** Begin Text shown **

My guess as to how this would work: the machine will first guess from the data alone if this is one of the categories it has already seen/inferred (share prices, google trend cat searches etc.) Then it'll output a plausible completion for the category.
That doesn't seem as if it will work well for any categories outside the training data. I would rather just use either a simple model (ARIMA or whatever) or a theoretically-informed model. But what do I know.
EmilStenstrom 1 hour ago
Here is the link to the blogpost, that actually describe what this is: https://github.com/google-research/timesfm?tab=readme-ov-fil...
[-]
- nels 53 minutes ago
  I think you meant to link this page: https://research.google/blog/a-decoder-only-foundation-model...
- refulgentis 56 minutes ago
  That takes me to the same content as the submission, a GitHub repo (Chrome on iOS)
  [-]
  - rockwotj 53 minutes ago
    Probably the better link: https://research.google/blog/a-decoder-only-foundation-model...
    [-]
    - akshayshah 52 minutes ago
      And https://arxiv.org/pdf/2310.10688 if you want the full paper.
  - Cyuonut 52 minutes ago
    I suppose they tried to link this: https://research.google/blog/a-decoder-only-foundation-model...
wiradikusuma 42 minutes ago
Also: https://github.com/Nixtla/nixtla and https://facebook.github.io/prophet/
ra 23 minutes ago
This has been around a few months now, has anyone built anything on it?
Foobar8568 1 hour ago
Somehow I missed that one. Are there any competition on this?
I always had difficulties with ML and time series, I'll need to try that out.
[-]
- rockwotj 49 minutes ago
  https://www.datadoghq.com/blog/datadog-time-series-foundatio...
  https://moment-timeseries-foundation-model.github.io/
  https://arxiv.org/abs/2403.07815
  A friend at work used one to predict when our CEO would post in Slack, which is verry entertaining to see if correct.
jdthedisciple 23 minutes ago
Let me be blunt: Shannon would tell us that time forecasting is bullshit:
There is infinitely more entropy in the real world out there than any model can even remotely capture.
The world is not minecraft.
[-]
- mikkom 11 minutes ago
  Yeah all weather forecasts are just magic

** End Text shown **

Directive: Retype the part of the thread shown above between "- Cyuonut 52" and "https://www.datadoghq.com/blog/datadog-time-series-foundatio...", inclusive.

** Begin Material provided **

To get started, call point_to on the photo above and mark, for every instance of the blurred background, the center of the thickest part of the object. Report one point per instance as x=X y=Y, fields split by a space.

** End Material provided **

Solution to the exercise:
- Cyuonut 52 minutes ago
    I suppose they tried to link this: https://research.google/blog/a-decoder-only-foundation-model...
wiradikusuma 42 minutes ago
Also: https://github.com/Nixtla/nixtla and https://facebook.github.io/prophet/
ra 23 minutes ago
This has been around a few months now, has anyone built anything on it?
Foobar8568 1 hour ago
Somehow I missed that one. Are there any competition on this?
I always had difficulties with ML and time series, I'll need to try that out.
[-]
- rockwotj 49 minutes ago
  https://www.datadoghq.com/blog/datadog-time-series-foundatio...